■ **Exercise data**

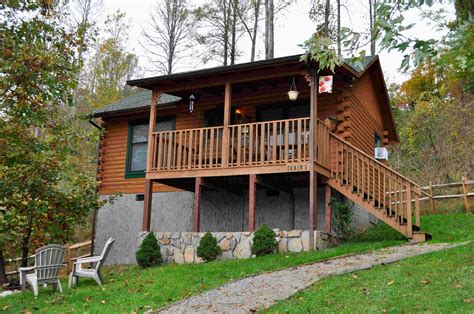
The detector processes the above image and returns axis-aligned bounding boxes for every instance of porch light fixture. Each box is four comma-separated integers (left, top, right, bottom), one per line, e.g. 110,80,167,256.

287,77,299,101
189,94,196,113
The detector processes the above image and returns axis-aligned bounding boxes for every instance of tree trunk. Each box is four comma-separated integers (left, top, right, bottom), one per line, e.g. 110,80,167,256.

251,7,259,61
265,0,274,59
223,0,230,66
20,213,33,267
0,248,8,285
369,0,377,56
337,0,341,56
324,0,330,38
230,0,237,65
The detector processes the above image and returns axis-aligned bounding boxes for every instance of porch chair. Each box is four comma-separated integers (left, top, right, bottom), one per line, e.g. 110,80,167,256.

19,244,66,297
68,237,114,288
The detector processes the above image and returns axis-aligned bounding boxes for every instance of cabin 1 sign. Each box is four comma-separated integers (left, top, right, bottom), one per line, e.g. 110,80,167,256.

319,76,333,93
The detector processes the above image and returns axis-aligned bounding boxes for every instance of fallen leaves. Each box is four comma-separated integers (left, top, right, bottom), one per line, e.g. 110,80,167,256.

420,279,430,285
386,280,395,286
464,298,474,304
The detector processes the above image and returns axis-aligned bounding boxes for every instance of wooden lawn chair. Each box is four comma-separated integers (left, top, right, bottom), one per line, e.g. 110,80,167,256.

68,237,114,288
19,244,66,297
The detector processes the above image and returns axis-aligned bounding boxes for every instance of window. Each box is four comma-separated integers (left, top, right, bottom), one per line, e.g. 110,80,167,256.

374,132,381,148
256,101,309,122
125,117,175,178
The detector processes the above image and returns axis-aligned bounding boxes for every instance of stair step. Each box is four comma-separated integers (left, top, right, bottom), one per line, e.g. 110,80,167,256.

412,232,432,242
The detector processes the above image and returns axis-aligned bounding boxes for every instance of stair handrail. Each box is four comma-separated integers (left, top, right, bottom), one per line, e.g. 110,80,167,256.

326,130,430,198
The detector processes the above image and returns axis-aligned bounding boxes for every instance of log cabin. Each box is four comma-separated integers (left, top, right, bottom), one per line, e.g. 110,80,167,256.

92,55,430,265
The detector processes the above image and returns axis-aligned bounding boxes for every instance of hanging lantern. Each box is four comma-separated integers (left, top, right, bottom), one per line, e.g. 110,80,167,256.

287,77,299,101
189,94,196,113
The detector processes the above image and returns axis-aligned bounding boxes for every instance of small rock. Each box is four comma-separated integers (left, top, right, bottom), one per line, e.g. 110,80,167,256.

174,247,184,264
160,239,171,245
278,238,288,252
184,246,195,263
288,238,303,252
171,232,181,239
234,238,251,258
219,238,230,251
301,231,310,251
287,230,302,237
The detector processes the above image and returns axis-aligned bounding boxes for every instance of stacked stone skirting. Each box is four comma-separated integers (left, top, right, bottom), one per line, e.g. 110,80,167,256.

138,230,339,264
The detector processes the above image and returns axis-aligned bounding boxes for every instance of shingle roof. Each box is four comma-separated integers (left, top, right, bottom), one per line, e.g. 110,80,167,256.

96,55,378,118
93,89,180,117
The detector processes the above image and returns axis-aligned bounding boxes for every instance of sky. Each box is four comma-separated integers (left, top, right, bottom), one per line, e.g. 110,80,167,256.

99,0,453,85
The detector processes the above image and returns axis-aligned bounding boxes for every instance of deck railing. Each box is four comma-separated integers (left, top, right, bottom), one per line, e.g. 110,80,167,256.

150,126,224,171
329,133,430,235
228,118,311,167
149,118,332,172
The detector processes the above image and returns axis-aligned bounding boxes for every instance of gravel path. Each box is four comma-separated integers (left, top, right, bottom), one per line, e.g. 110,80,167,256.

158,242,468,314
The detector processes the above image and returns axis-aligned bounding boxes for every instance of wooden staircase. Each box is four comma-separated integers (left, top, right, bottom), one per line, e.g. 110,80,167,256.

322,126,431,242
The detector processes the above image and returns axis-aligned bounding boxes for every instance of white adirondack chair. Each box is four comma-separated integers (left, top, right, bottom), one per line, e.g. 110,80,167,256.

19,244,66,297
68,238,114,288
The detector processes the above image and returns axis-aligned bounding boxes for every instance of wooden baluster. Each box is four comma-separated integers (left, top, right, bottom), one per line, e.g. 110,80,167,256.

156,133,163,170
266,123,271,163
198,129,203,168
388,173,392,216
297,119,302,162
406,184,413,237
167,132,172,170
350,147,354,190
150,134,156,171
247,125,252,165
303,119,307,160
207,129,213,168
372,162,376,206
284,121,289,163
173,132,178,169
229,127,234,166
187,130,193,169
272,121,277,164
176,131,182,170
260,124,265,164
236,125,241,166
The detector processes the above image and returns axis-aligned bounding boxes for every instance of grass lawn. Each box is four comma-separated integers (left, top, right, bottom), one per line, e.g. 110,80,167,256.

267,213,474,313
1,214,471,313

■ **Problem to solve**
All lines from the one that holds "of wooden baluster." through the end of the material, both ends included, should be restated exactly.

■ **Reply to the exercise**
The detector processes the above image and returns axis-aligned bounding boxes for every instance of wooden baluster. Each box is four comma-separated integers (left, top, right, bottom), one per line, e.g. 110,80,167,256.

156,133,163,170
266,123,271,163
198,129,203,168
388,173,392,216
297,119,302,162
406,184,413,237
167,132,172,170
350,147,354,190
150,134,156,171
247,125,252,165
303,119,307,160
207,129,213,168
372,162,376,206
284,121,289,163
173,132,178,169
229,127,234,166
187,130,193,169
272,121,277,164
176,131,182,170
260,124,265,164
236,125,241,166
The detector processes the above image and returns axis-aligned bounding boxes for every instance of grass lawn. Each box is four comma-separated integers (left, top, right, bottom), one per line, e.g. 110,80,167,256.

267,213,474,313
1,214,471,313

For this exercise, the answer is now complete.